TASK BRIEF →
Reproduce the part of the material below that opens with the line containing "BATCH JOB #4092 — Object class: hillside vegetation" and closes with the line containing "[[128, 293, 146, 300]]", swapping "tight" for "snug" and leaving everything else unchanged.

STORED RECORDS →
::::::::

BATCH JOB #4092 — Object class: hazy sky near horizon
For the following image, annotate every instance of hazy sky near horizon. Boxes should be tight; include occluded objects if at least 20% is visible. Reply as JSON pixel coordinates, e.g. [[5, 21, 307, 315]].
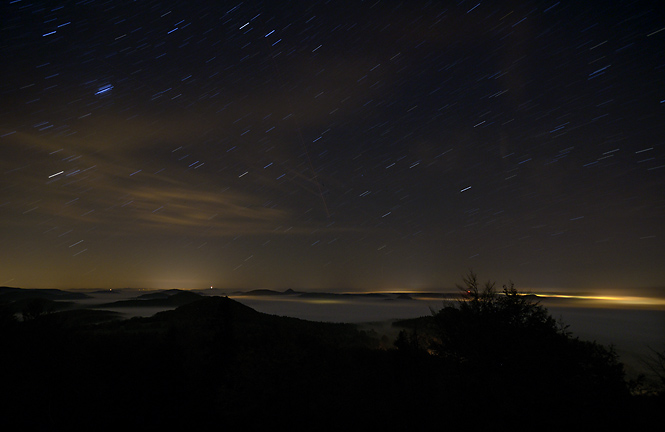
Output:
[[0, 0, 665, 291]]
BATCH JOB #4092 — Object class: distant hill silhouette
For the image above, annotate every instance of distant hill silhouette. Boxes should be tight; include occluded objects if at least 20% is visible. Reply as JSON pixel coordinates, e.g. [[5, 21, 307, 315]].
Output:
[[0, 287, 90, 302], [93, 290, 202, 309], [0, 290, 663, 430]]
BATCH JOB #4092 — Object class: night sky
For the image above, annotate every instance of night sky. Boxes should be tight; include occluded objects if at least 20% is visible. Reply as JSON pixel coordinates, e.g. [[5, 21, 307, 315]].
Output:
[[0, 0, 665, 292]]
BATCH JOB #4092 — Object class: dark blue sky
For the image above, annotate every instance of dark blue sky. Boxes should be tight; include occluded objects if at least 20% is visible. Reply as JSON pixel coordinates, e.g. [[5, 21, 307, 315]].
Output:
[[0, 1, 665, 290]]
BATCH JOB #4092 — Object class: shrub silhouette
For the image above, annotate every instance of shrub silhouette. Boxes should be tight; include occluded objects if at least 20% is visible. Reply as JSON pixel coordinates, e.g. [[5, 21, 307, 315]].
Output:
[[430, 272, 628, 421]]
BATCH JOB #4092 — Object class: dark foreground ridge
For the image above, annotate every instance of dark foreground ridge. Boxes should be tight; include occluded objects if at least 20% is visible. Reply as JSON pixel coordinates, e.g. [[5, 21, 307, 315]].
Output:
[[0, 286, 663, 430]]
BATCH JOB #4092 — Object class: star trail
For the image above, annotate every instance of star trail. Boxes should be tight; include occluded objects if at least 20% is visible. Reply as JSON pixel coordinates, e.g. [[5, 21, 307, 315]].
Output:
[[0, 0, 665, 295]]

::::::::

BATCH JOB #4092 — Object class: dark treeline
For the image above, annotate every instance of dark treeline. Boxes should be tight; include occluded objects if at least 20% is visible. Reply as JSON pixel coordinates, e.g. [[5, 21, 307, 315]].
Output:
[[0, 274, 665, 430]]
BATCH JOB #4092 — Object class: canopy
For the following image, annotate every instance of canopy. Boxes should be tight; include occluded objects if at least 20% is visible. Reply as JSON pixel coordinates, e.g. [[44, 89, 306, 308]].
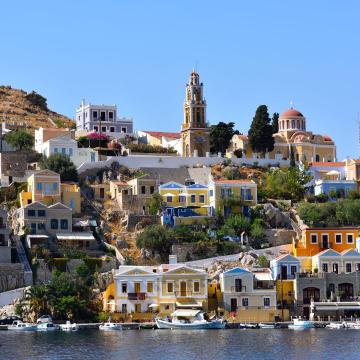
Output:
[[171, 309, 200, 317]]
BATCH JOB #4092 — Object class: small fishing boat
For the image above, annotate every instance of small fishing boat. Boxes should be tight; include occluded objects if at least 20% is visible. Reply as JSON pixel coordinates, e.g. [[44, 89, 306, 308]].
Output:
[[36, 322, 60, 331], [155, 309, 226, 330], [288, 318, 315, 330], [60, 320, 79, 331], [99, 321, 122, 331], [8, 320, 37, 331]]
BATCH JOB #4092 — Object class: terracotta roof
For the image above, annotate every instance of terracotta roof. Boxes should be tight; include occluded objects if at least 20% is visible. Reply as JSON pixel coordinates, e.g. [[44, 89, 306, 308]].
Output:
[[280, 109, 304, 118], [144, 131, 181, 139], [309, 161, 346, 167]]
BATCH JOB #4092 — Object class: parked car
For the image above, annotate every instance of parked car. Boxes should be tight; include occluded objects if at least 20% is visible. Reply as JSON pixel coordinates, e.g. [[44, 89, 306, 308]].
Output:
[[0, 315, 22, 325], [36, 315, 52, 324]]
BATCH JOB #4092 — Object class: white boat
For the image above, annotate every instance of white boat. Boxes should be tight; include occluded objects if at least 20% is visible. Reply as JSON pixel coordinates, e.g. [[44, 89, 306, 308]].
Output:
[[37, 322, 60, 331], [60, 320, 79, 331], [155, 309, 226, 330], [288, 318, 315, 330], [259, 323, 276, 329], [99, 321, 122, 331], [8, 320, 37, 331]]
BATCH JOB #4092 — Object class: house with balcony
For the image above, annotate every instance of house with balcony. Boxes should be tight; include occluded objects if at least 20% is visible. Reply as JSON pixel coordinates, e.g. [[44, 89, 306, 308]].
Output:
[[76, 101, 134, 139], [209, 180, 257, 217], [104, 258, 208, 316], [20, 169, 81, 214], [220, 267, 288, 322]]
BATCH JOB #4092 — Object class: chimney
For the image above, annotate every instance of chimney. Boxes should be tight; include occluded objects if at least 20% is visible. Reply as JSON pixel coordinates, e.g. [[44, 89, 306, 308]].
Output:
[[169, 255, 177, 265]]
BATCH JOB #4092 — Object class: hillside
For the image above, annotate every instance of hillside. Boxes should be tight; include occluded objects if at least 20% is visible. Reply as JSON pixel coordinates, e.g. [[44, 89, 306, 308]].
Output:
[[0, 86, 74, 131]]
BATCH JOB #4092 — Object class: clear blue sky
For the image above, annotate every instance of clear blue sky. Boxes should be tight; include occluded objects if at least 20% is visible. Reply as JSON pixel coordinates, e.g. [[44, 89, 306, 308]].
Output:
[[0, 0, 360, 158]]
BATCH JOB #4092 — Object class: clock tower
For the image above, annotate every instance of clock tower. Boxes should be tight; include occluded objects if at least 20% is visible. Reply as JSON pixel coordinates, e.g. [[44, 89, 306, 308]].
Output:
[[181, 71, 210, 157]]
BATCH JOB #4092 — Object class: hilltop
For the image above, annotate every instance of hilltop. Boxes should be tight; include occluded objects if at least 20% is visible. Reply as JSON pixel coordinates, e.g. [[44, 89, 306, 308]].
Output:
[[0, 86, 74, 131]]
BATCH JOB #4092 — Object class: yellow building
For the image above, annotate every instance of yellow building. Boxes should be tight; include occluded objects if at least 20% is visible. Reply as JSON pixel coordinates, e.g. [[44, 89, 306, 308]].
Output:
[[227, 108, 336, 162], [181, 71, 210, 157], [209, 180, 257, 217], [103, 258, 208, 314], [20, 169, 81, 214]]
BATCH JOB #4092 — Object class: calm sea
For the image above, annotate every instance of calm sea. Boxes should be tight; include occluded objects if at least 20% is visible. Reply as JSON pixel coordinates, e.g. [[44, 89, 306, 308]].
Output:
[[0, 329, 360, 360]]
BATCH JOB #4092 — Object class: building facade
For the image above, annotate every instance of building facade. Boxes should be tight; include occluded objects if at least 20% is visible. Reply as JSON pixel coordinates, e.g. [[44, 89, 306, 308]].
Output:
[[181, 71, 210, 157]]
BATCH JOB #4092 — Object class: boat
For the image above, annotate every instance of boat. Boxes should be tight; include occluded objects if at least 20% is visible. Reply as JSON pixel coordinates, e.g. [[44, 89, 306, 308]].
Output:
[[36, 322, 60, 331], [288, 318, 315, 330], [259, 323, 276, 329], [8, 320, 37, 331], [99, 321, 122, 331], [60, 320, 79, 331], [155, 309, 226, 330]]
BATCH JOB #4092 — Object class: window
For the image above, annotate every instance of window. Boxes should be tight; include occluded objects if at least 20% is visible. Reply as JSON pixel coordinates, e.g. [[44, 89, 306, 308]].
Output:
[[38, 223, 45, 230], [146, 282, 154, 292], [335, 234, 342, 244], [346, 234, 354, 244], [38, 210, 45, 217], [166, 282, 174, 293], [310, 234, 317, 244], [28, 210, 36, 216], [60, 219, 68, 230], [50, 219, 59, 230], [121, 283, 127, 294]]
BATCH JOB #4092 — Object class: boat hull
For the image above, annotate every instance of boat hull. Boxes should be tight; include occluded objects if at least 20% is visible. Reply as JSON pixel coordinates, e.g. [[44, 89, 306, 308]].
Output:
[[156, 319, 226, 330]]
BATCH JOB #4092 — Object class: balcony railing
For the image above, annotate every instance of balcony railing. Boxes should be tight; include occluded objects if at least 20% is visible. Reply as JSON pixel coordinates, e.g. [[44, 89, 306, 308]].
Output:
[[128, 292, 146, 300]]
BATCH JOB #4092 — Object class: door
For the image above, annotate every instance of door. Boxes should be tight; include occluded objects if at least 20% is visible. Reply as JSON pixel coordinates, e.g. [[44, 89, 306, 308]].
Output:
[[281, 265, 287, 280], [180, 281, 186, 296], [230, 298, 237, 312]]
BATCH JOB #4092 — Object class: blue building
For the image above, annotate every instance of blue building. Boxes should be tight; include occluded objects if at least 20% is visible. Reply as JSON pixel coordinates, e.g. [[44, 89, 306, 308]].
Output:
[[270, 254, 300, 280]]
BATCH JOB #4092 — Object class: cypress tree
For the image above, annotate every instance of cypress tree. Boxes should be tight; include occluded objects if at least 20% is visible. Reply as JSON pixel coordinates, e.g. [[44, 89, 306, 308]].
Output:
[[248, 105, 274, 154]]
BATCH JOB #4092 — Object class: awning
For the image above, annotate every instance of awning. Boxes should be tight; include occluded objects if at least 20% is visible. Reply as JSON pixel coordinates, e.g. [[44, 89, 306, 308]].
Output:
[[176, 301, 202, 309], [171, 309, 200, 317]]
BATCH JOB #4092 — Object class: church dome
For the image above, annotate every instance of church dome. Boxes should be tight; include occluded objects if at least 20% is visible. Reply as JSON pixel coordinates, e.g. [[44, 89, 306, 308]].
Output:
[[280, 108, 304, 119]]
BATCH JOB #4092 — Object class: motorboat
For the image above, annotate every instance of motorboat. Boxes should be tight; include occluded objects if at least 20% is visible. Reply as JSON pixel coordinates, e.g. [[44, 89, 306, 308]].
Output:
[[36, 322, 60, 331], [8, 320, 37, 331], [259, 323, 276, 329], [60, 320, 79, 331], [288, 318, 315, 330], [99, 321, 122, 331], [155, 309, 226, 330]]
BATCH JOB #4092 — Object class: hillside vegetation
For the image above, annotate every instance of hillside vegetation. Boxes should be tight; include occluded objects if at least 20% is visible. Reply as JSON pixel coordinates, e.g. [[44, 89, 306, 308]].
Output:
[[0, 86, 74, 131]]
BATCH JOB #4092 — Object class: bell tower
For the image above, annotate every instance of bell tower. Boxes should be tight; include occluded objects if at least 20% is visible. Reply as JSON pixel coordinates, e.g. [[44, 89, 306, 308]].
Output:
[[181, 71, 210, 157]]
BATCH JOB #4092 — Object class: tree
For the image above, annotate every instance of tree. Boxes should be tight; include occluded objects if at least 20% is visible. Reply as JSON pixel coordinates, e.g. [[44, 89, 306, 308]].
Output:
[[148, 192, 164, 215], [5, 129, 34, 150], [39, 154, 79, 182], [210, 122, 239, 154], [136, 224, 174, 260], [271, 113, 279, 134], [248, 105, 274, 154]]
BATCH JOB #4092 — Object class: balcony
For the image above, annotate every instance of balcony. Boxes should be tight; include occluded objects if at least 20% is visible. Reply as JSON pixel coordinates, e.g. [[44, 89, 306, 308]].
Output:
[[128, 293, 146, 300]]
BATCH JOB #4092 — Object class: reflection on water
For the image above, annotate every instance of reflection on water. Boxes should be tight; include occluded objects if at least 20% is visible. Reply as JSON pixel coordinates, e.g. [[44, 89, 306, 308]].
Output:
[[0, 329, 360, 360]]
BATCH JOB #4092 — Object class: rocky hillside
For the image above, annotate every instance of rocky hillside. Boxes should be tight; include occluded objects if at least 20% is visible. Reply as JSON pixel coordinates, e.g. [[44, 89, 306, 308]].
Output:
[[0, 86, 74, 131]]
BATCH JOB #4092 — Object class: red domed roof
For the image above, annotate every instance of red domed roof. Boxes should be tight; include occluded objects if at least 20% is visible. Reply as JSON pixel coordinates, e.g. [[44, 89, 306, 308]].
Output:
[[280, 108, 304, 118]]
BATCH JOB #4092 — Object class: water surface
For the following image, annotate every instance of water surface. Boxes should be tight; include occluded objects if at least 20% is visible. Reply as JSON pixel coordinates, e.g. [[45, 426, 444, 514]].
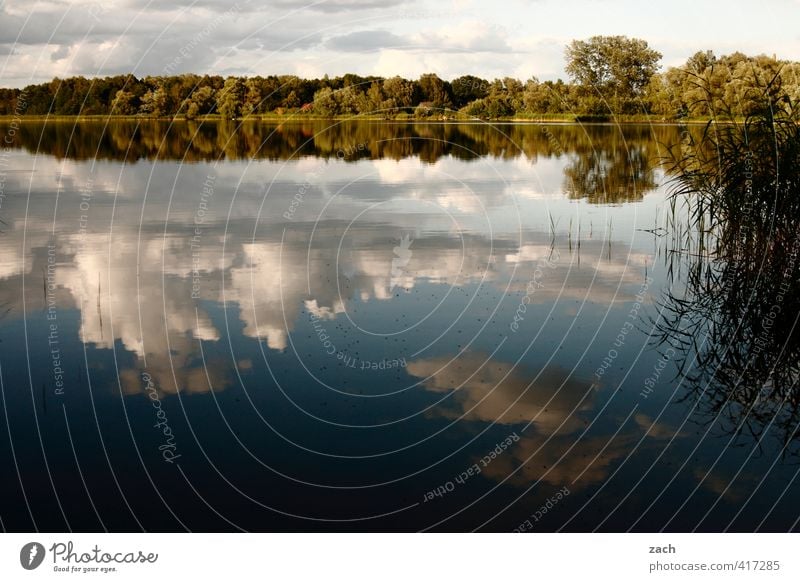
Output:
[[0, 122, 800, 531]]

::::::::

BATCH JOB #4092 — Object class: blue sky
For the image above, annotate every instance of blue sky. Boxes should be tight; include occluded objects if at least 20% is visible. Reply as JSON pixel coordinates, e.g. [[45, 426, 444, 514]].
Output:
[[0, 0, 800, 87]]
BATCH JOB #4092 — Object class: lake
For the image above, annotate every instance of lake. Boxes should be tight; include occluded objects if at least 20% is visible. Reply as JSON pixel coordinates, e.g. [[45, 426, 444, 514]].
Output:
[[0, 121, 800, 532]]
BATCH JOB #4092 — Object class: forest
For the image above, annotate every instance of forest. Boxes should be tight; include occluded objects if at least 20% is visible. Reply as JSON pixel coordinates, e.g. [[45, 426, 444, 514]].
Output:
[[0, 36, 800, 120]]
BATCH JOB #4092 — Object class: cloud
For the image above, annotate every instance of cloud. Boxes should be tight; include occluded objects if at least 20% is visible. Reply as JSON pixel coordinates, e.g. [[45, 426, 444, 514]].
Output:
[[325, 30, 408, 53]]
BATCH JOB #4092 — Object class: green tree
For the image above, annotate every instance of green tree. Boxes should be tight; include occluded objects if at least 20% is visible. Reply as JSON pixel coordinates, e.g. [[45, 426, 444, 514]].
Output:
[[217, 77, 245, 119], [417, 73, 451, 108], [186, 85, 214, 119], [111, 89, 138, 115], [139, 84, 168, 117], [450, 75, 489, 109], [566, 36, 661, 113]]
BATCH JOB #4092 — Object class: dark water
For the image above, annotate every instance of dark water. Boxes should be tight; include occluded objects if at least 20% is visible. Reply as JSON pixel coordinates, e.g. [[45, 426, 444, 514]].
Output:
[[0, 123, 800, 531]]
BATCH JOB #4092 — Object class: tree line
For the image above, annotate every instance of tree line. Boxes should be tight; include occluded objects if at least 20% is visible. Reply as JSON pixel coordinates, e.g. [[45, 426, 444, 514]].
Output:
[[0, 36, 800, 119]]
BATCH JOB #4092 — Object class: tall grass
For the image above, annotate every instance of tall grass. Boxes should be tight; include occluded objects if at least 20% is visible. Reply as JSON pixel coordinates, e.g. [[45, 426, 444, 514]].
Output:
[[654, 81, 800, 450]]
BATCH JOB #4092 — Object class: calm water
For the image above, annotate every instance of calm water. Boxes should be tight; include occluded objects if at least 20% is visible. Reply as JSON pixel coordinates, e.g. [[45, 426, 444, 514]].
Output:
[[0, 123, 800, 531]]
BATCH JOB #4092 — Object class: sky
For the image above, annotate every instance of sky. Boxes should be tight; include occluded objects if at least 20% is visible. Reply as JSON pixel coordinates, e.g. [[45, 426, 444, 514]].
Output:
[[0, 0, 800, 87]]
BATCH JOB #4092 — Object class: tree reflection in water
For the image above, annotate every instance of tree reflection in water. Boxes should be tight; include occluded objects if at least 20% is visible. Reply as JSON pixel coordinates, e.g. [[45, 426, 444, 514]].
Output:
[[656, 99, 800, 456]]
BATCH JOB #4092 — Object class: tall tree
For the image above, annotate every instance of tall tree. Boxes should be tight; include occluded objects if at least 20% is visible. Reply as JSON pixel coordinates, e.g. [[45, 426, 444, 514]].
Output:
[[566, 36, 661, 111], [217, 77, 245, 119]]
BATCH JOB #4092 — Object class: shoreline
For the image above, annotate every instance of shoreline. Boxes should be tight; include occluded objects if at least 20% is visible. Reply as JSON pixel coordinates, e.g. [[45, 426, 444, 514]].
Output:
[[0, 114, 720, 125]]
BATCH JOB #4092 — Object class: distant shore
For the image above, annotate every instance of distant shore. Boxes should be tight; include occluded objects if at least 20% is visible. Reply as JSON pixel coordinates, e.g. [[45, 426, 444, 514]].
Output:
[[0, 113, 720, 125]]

::::::::

SOLUTION TO THE EXERCISE →
BATCH JOB #4092 — Object class: hillside vegetation
For the image above, annotate every instance of hillside vegetation. Boxes should be snug; include occluded objects if at least 20% is visible. Reply as JSON pixel coordinates, e.g. [[44, 89, 306, 308]].
Output:
[[0, 86, 74, 131]]
BATCH JOB #4092 — Object class: bell tower
For the image above, annotate every instance of bell tower. Boxes should be snug; include occluded objects if at least 20% is visible. Reply as JSON pixel coordinates, e.g. [[44, 89, 306, 308]].
Output:
[[181, 71, 210, 157]]
BATCH JOB #4092 — Object class: tree
For the image above, annotate every instance of tree. Boxes should be snug; include occluded objects if at least 20% is visible. Reply as JSON pixel coordinates, e.g. [[44, 89, 306, 308]].
Output:
[[148, 192, 164, 215], [5, 129, 34, 150], [39, 154, 79, 182], [210, 122, 239, 154], [136, 224, 174, 260], [271, 113, 279, 134], [248, 105, 274, 154]]
BATCH JOB #4092 — Object class: balcony
For the image above, annotate every instance of balcony. Boxes should be snug; include occluded objects if at least 20% is visible. Reply as JSON pixel coordinates, e.g. [[44, 89, 306, 308]].
Output:
[[128, 293, 146, 300]]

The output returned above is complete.